--- Supplied records ---

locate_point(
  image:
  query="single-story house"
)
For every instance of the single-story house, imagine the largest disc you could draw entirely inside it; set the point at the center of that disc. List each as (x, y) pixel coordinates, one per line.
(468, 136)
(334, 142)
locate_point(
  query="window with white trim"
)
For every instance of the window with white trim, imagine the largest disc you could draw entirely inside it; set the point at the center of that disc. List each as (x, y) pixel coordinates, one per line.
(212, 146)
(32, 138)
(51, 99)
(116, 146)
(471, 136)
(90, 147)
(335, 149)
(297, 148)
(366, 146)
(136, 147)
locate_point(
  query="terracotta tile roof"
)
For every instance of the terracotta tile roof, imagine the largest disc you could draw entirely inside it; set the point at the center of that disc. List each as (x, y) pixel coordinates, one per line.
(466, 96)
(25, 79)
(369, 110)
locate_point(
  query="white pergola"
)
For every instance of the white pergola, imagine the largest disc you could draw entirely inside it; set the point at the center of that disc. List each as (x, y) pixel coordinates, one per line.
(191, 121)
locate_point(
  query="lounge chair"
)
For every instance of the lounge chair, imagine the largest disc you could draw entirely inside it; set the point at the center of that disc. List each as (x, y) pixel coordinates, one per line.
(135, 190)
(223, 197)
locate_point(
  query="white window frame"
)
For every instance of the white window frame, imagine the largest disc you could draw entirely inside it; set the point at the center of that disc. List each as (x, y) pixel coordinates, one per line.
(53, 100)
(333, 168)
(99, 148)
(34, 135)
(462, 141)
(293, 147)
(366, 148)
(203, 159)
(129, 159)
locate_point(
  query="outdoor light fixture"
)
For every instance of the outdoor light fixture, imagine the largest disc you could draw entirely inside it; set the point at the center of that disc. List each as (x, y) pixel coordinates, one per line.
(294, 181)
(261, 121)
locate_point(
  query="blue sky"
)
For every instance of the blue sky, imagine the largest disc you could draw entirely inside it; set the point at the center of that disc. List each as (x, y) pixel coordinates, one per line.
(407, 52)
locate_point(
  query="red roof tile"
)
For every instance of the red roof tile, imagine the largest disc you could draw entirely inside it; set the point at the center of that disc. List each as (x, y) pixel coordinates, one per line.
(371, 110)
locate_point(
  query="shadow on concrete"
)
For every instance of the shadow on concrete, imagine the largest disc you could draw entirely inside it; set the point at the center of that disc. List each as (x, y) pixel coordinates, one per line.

---

## [Task goal]
Starting at the first entry and ending at the last, reproduce each one exactly.

## [Reply]
locate_point(
  image:
  query="single-story house"
)
For every instance of the single-story house, imagine the largest disc you could draw entirely inside it; set the point at the center of that disc. List each as (x, y) pixel coordinates, one per line.
(468, 136)
(334, 142)
locate_point(
  query="window with white trim"
)
For every instance of the window with white trim, imagine the largest disc you could draw entirely inside it; set the point at the center of that disc. List each as (x, y) pixel coordinates, one per line.
(212, 146)
(32, 138)
(51, 99)
(116, 146)
(471, 136)
(90, 147)
(335, 149)
(297, 148)
(366, 146)
(136, 147)
locate_point(
  query="terracotta tile roof"
)
For every instance of the terracotta tile roof, imagine the largest disc you could draw entirely inside it; set the point at the center of that disc. List each as (x, y) pixel coordinates, one per line.
(466, 96)
(25, 79)
(369, 110)
locate_point(
  query="white pergola"
)
For every instance of the white pergola, imagine the largest disc you could draw entirely inside it; set the point at the center of that disc. List each as (x, y) pixel coordinates, one per line.
(191, 121)
locate_point(
  query="lounge chair"
)
For every instance of the lounge chair, imagine the largest disc you could draw entirely inside it; set the point at the center of that disc. List each as (x, y) pixel coordinates, one per line.
(135, 190)
(223, 197)
locate_point(
  query="white window frame"
)
For every instance of the white window frame, imagine the largest disc you could draw entirely inside it; set the point at the center of that disc. List each as (x, y) pixel coordinates, one per line.
(53, 100)
(333, 168)
(99, 148)
(34, 135)
(462, 141)
(293, 147)
(366, 148)
(203, 159)
(129, 159)
locate_point(
  query="outdoor light fixture"
)
For every instance of the outdoor light fixture, imagine the largest disc you could draw entirely inside it; set the point at the center of that disc. List each as (x, y) pixel coordinates, one per line.
(294, 181)
(261, 121)
locate_point(
  query="blue sky"
)
For every instance of the blue sky, imagine the largest disc you could draw entirely inside it; set the point at the center of that disc. List each as (x, y) pixel coordinates, one per line.
(407, 52)
locate_point(
  query="red roof tile"
)
For every instance of the red roof tile, imagine the largest disc you could draw entirely inside it; set the point at the center of that disc. List each as (x, y) pixel coordinates, one per line.
(371, 110)
locate_point(
  query="shadow on concrete"
)
For every instance of the shadow on concrete, imagine the largest disc you could draw entirely inside it; set the point at the center of that disc. List each as (x, y) pixel coordinates, one per line.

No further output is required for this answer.